> Задача 1:
Перепишите строки, идущие после фрагмента текста, от строки с «point: the brown» до последней строки включительно, заменив «rock face» на «cliff wall» и оставив всё прочее без изменений.

> Фрагмент текста:
__________
Итак, с полным основанием можно говорить, что преображение — это не «технический» термин, описывающий реальность, но есть самая реальность, всеобщность которой демонстрирует Фавор и его иконография. Представляется вполне ясным, что Преображение Христа делает возможным преображение апостолов. Здесь важно отметить, что оно суть реальность их собственной деятельности. Апостолы не пассивные участники, не сторонние наблюдатели за происходящим, не просто испугавшиеся величия События. Действительно, если «начало премудрости — страх Господень», если страх по истине положил данное начало, то оно продолжается. Другими словами, состоявшееся начало означает дальнейшее осуществление того, что началось. То, что в преображении концентрируется свершение человека, его путь из образа в подобие, можно показать на примере знаменитой «Беседы преп. Серафима Саровского о цели христианской жизни».
__________
> Исходные строки:
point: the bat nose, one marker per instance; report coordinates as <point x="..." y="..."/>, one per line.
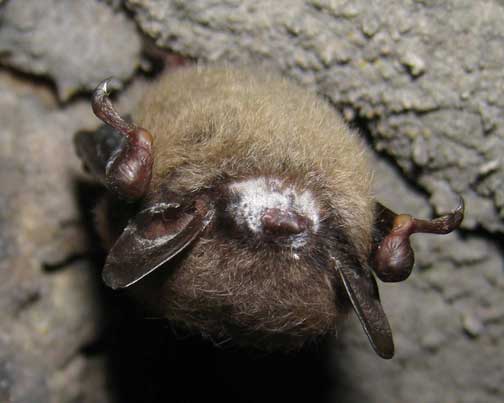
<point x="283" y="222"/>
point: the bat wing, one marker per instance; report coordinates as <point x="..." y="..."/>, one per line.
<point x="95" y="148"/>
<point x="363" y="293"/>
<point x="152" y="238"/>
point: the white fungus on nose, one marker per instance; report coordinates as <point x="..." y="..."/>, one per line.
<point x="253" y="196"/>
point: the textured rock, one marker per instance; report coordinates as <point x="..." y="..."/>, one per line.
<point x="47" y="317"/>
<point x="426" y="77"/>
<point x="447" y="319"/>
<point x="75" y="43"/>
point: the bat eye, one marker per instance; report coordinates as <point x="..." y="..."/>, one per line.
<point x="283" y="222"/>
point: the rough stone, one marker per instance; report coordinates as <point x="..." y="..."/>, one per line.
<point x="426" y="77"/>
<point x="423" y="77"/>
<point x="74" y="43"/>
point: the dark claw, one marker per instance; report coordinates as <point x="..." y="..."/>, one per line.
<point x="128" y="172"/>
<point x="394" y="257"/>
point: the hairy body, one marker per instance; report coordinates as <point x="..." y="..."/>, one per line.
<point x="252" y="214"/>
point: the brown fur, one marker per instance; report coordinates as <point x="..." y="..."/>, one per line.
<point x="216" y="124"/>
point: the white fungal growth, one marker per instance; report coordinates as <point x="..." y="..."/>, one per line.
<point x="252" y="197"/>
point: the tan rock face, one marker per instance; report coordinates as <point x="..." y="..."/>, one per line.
__________
> Задача 2:
Что, согласно фрагменту текста, делает возможным преображение апостолов?

> Полное решение 1:
point: the brown fur, one marker per instance; report coordinates as <point x="..." y="..."/>, one per line.
<point x="216" y="124"/>
point: the white fungal growth, one marker per instance; report coordinates as <point x="..." y="..."/>, one per line.
<point x="252" y="197"/>
point: the tan cliff wall, one marker per instance; report coordinates as <point x="..." y="..."/>, one per line.

> Полное решение 2:
Преображение Христа.